:: Available data ::
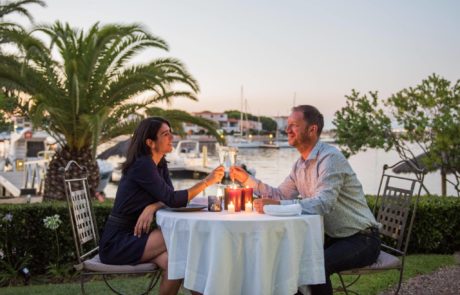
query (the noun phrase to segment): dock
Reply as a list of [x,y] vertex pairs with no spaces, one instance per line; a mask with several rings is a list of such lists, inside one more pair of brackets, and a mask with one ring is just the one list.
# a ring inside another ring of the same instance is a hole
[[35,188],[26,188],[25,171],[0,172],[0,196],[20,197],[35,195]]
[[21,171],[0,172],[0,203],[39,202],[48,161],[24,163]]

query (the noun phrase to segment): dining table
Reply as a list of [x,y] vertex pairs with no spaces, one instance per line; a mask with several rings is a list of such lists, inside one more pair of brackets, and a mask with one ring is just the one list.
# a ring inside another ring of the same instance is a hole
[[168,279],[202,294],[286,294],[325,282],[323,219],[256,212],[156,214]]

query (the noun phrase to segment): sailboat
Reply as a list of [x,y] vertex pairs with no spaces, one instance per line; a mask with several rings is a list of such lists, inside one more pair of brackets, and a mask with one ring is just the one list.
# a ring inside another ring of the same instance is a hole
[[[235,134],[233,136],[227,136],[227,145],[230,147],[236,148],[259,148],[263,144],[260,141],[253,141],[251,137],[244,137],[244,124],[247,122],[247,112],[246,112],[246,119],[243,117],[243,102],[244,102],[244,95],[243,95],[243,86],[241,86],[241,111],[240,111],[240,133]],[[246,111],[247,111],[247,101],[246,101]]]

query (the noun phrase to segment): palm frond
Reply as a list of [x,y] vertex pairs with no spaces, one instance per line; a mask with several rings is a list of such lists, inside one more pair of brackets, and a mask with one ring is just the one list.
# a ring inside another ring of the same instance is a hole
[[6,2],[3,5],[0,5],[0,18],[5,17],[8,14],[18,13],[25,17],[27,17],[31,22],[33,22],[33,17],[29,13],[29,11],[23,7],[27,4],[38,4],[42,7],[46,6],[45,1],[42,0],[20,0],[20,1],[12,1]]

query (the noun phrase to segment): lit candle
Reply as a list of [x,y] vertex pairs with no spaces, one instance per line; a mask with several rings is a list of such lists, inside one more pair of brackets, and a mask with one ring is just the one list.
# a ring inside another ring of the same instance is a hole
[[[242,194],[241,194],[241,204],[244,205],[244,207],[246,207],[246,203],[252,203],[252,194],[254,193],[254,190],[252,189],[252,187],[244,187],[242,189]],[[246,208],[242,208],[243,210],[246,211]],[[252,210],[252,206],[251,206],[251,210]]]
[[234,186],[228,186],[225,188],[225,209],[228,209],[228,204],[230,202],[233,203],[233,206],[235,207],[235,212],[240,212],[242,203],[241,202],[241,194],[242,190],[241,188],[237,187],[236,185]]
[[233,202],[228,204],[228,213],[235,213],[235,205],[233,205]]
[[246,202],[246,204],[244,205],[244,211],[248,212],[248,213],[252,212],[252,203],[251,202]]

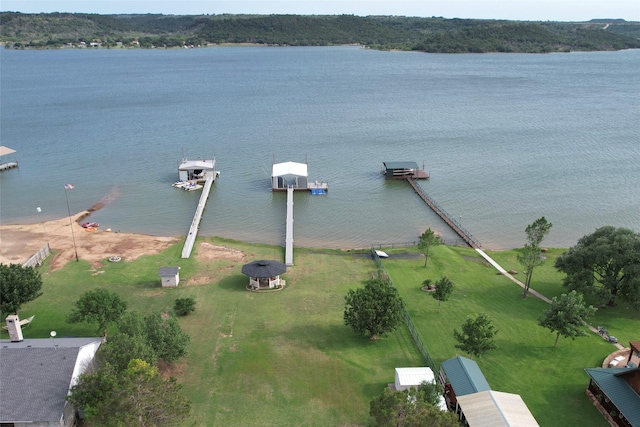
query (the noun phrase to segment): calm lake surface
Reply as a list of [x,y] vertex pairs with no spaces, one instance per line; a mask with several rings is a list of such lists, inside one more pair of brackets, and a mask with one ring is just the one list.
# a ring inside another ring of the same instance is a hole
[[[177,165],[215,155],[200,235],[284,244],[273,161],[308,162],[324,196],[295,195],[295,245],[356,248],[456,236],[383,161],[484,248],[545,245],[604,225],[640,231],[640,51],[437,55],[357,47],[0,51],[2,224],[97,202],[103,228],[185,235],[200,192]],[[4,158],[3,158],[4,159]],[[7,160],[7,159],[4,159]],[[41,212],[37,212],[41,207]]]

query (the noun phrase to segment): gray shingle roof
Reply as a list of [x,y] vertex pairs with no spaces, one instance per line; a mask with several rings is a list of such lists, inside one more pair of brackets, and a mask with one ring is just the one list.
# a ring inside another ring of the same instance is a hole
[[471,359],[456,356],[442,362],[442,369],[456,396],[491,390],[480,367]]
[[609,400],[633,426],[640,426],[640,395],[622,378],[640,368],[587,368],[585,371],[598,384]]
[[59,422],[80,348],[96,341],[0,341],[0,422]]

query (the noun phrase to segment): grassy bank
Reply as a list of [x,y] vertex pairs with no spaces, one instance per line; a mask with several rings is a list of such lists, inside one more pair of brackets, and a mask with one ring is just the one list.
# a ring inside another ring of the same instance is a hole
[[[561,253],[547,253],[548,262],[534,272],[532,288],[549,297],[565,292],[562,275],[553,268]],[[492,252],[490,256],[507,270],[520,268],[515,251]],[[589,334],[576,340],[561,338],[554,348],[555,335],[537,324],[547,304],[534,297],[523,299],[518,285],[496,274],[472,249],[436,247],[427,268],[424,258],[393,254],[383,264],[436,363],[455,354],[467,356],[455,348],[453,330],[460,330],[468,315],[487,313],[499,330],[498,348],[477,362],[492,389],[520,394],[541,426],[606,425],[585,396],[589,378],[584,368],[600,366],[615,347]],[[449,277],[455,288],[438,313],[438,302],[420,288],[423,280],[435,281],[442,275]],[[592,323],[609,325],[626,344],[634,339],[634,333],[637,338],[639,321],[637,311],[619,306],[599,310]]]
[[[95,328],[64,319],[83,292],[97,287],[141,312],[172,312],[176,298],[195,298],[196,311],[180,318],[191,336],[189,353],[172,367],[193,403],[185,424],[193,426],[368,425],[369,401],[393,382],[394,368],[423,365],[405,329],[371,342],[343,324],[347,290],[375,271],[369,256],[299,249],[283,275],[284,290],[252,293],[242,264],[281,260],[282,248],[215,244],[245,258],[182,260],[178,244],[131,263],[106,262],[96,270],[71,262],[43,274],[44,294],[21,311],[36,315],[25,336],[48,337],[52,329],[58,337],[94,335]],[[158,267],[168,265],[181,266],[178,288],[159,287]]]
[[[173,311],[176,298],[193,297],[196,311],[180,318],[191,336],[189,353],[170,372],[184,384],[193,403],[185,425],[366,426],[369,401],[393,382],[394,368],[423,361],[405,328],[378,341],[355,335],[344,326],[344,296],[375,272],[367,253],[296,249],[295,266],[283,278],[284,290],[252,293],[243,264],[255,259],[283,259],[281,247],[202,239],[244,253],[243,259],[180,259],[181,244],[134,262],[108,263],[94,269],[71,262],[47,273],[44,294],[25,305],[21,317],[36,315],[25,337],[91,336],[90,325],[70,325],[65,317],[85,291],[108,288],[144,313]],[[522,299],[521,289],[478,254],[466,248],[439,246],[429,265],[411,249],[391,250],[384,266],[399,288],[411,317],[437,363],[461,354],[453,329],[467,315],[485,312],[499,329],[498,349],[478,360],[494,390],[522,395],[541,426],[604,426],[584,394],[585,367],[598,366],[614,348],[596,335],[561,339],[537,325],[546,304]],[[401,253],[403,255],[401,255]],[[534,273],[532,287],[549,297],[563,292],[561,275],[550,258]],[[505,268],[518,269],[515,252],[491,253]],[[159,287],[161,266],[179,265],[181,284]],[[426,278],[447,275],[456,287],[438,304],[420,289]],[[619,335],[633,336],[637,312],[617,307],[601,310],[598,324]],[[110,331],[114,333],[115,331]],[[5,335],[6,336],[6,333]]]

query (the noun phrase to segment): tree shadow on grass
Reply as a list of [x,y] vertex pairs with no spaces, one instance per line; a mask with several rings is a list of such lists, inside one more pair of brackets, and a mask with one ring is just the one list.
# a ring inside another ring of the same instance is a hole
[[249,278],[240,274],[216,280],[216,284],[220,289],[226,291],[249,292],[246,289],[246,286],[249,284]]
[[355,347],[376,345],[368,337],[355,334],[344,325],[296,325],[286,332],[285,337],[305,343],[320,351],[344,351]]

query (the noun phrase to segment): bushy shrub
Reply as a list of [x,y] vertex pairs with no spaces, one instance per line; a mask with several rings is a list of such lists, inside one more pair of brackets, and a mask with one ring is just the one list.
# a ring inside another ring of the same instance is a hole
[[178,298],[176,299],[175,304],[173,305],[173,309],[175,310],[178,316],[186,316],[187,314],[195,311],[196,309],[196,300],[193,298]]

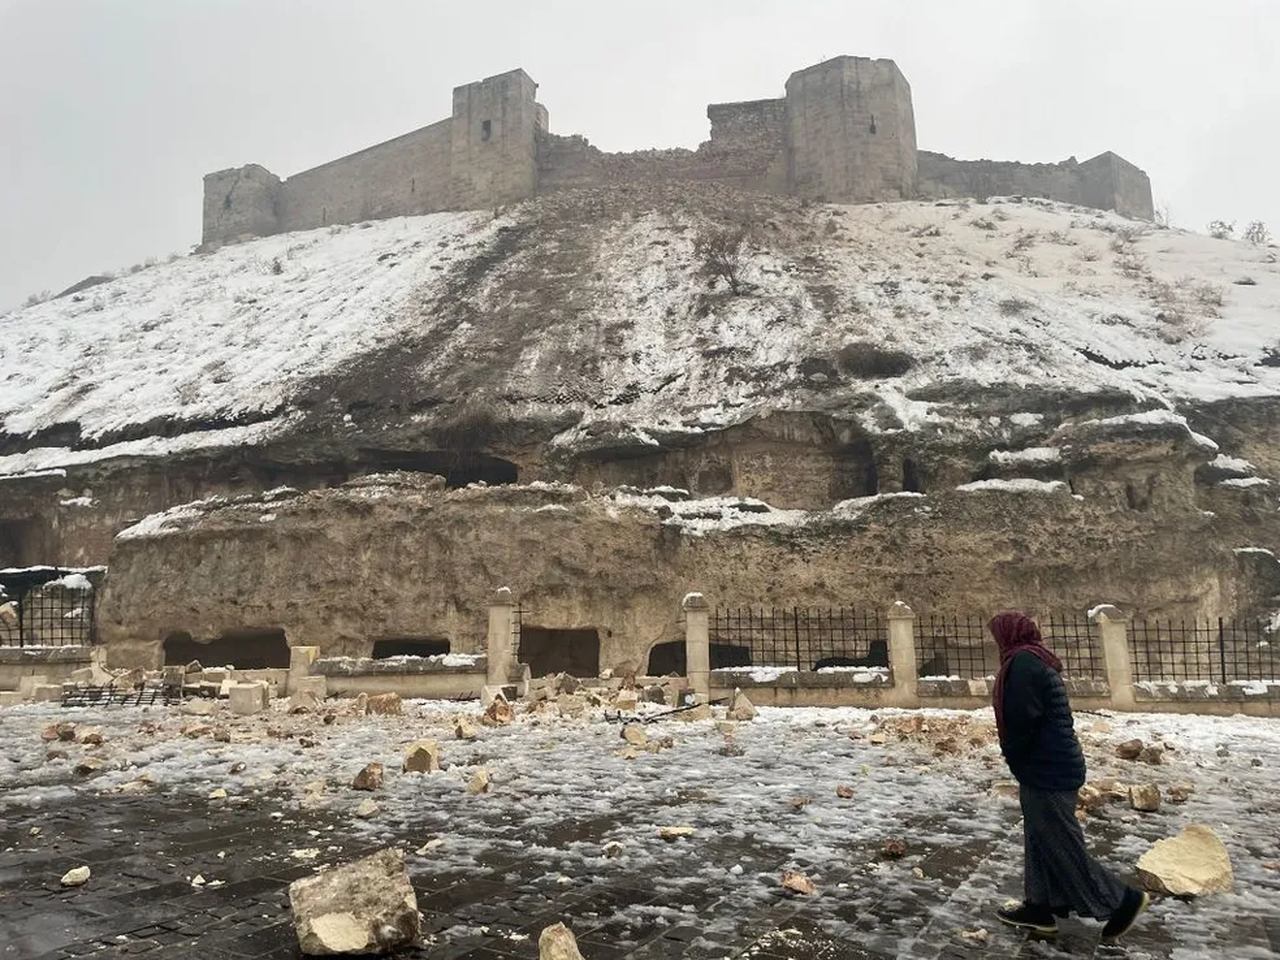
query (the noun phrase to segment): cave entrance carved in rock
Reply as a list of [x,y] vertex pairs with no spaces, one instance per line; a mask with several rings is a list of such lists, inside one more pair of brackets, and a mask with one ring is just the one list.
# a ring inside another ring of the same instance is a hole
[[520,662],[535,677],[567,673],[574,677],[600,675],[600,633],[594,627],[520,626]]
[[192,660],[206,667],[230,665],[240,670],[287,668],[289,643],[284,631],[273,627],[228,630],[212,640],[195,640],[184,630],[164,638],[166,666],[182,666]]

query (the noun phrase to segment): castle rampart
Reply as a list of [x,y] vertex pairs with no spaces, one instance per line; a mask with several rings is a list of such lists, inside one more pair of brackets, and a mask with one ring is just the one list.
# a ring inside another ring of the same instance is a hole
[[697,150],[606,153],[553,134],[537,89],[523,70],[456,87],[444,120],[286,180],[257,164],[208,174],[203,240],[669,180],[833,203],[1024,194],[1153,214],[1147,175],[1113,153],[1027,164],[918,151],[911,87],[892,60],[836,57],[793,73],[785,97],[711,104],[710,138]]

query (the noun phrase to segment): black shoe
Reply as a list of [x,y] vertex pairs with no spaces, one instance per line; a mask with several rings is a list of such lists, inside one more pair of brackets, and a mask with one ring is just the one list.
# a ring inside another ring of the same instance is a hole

:: Instructions for the task ::
Write out again, exactly, the lines from the start of the listing up to the line containing "query (the noun phrase to segment): dining", with both ends and without pictures.

:: Task solution ::
query (the noun phrase to segment): dock
Reply as a list of [x,y] vertex pairs with no spaces, one instance per line; a mask with several rings is a list of such lists, inside one more pair of brackets, and a mask with one ring is just the one list.
# a ring inside another ring of the same instance is a hole
[[35,188],[26,188],[25,171],[0,172],[0,196],[20,197],[35,195]]
[[21,171],[0,172],[0,203],[39,202],[48,161],[24,163]]

query (the noun phrase to segment): dining table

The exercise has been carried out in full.